Copy out the stretch of the data below from the line containing "One pin per instance of the wooden" through the line containing "<point>53,146</point>", without changing anything. Give only those lines.

** Start of Raw data **

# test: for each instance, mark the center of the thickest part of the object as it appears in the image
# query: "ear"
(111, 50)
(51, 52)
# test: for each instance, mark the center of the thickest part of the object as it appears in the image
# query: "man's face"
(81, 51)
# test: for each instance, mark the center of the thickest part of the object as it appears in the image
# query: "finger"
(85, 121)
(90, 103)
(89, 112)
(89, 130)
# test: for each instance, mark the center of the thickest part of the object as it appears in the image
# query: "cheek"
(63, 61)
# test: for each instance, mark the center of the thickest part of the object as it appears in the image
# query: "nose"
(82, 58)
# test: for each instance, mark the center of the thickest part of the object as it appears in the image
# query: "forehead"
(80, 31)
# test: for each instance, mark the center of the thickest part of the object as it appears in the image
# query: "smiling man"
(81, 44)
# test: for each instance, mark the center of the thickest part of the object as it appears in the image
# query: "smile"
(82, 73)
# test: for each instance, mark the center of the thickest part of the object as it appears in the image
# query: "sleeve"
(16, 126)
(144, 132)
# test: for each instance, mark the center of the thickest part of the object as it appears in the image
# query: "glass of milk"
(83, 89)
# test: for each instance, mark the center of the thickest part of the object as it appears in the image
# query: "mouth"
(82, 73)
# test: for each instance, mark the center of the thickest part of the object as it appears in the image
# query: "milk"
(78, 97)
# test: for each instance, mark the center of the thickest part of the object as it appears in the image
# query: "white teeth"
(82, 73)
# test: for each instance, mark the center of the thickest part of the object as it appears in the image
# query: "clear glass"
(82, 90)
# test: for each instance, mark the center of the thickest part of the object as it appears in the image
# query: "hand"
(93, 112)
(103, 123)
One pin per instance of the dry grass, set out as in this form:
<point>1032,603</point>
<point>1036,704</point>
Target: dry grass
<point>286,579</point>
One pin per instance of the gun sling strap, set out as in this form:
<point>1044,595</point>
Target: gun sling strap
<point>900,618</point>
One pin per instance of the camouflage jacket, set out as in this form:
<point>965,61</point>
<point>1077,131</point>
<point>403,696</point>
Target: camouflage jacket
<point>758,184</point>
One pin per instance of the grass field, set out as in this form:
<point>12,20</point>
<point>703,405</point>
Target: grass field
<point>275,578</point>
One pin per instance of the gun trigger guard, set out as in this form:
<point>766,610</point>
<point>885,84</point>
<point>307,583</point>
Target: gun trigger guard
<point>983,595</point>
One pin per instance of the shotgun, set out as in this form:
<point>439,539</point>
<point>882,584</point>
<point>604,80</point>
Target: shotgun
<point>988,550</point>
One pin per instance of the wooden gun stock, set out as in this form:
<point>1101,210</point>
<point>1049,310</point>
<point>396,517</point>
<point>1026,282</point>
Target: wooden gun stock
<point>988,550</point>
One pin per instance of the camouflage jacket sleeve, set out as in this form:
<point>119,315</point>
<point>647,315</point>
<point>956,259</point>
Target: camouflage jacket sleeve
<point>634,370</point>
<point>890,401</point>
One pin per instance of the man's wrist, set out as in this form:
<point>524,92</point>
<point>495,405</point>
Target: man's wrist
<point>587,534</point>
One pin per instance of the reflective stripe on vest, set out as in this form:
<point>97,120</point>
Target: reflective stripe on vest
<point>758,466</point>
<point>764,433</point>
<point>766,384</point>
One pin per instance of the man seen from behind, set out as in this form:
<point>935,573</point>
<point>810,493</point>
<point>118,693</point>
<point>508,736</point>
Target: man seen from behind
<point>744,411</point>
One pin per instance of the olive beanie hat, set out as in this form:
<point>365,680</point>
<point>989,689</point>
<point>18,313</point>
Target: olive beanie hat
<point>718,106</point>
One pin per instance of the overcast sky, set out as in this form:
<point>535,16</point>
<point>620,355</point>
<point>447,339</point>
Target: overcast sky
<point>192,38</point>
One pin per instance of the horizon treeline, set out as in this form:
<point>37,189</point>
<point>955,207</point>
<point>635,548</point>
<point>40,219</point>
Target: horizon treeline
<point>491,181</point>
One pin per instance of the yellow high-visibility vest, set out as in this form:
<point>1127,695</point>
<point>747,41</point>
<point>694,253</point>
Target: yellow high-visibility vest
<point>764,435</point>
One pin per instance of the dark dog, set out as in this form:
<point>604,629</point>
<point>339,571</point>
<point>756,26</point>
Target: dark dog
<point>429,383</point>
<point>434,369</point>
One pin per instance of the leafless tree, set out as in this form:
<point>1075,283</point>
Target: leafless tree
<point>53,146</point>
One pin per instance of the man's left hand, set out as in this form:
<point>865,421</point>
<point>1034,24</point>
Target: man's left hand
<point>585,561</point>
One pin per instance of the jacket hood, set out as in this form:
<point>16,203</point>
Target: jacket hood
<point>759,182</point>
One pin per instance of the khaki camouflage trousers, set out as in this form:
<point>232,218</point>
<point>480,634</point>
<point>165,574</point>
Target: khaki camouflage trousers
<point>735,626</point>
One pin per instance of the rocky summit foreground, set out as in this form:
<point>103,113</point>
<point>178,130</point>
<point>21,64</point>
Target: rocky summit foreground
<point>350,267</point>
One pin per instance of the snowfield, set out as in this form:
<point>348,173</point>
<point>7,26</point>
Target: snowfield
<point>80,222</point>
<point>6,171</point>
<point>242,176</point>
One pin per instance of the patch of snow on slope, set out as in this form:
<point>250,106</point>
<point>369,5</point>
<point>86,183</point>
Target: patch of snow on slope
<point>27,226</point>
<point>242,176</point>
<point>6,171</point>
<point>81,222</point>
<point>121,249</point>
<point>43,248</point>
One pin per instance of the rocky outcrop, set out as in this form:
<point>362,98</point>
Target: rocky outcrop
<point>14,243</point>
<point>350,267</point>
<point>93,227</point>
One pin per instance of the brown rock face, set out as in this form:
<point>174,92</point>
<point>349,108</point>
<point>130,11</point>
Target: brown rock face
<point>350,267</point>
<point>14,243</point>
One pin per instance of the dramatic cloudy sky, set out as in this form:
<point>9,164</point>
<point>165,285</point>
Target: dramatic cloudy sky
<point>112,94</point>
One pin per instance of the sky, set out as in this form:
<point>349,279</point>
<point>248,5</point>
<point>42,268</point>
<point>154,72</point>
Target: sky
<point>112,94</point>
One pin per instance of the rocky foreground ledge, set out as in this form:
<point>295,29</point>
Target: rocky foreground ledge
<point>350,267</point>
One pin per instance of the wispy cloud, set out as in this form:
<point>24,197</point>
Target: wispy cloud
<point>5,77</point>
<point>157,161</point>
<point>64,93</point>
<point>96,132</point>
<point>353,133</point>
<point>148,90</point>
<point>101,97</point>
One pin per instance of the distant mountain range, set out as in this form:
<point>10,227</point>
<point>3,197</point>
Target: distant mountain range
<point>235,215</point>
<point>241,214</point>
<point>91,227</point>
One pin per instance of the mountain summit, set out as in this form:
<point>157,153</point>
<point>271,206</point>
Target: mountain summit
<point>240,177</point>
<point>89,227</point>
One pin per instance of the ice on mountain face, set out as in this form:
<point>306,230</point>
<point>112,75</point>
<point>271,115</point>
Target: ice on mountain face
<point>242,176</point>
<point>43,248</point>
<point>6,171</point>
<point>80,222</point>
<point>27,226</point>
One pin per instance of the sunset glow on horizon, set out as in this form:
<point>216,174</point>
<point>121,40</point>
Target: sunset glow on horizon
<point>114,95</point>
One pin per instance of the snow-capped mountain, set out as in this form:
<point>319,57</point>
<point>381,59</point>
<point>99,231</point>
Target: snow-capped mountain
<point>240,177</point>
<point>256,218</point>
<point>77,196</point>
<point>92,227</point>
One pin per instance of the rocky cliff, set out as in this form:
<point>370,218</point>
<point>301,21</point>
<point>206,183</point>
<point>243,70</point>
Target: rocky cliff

** End of Raw data **

◆ Result for this task:
One pin per instance of the wooden gun stock, set out as in this form:
<point>1101,210</point>
<point>1049,310</point>
<point>396,517</point>
<point>1026,282</point>
Target: wooden gun stock
<point>988,550</point>
One pin per instance of the camouflage jacket sleeve, set out as in this form:
<point>119,315</point>
<point>647,315</point>
<point>956,259</point>
Target: camouflage jacket sleeve
<point>634,370</point>
<point>890,401</point>
One pin per instance of the man's wrist, set out as in this form:
<point>524,92</point>
<point>495,405</point>
Target: man's wrist
<point>587,534</point>
One pin per instance of the reflective stripe on vest, set out as in this form:
<point>97,120</point>
Target: reflective stripe on vest
<point>758,466</point>
<point>764,433</point>
<point>766,384</point>
One pin per instance of the man seen from behind, set out as in this form:
<point>935,573</point>
<point>810,493</point>
<point>118,693</point>
<point>508,736</point>
Target: man seen from behind
<point>744,411</point>
One pin per instance of the olive beanie hat, set out as in this form:
<point>365,680</point>
<point>989,689</point>
<point>18,313</point>
Target: olive beanie hat
<point>718,106</point>
One pin per instance of the overcast sky, set out as in this form:
<point>535,16</point>
<point>620,355</point>
<point>447,339</point>
Target: overcast sky
<point>192,38</point>
One pin per instance of the horizon treeline, set out as in this form:
<point>37,189</point>
<point>955,207</point>
<point>635,548</point>
<point>40,219</point>
Target: horizon treeline
<point>491,181</point>
One pin per instance of the yellow high-visibility vest, set out as in this form:
<point>1127,695</point>
<point>747,41</point>
<point>694,253</point>
Target: yellow high-visibility vest
<point>764,435</point>
One pin per instance of the dark dog, set out as in this form:
<point>604,629</point>
<point>339,571</point>
<point>756,26</point>
Target: dark dog
<point>429,383</point>
<point>434,369</point>
One pin per instance of the leafless tree, set out as in this form:
<point>1075,283</point>
Target: leafless tree
<point>53,146</point>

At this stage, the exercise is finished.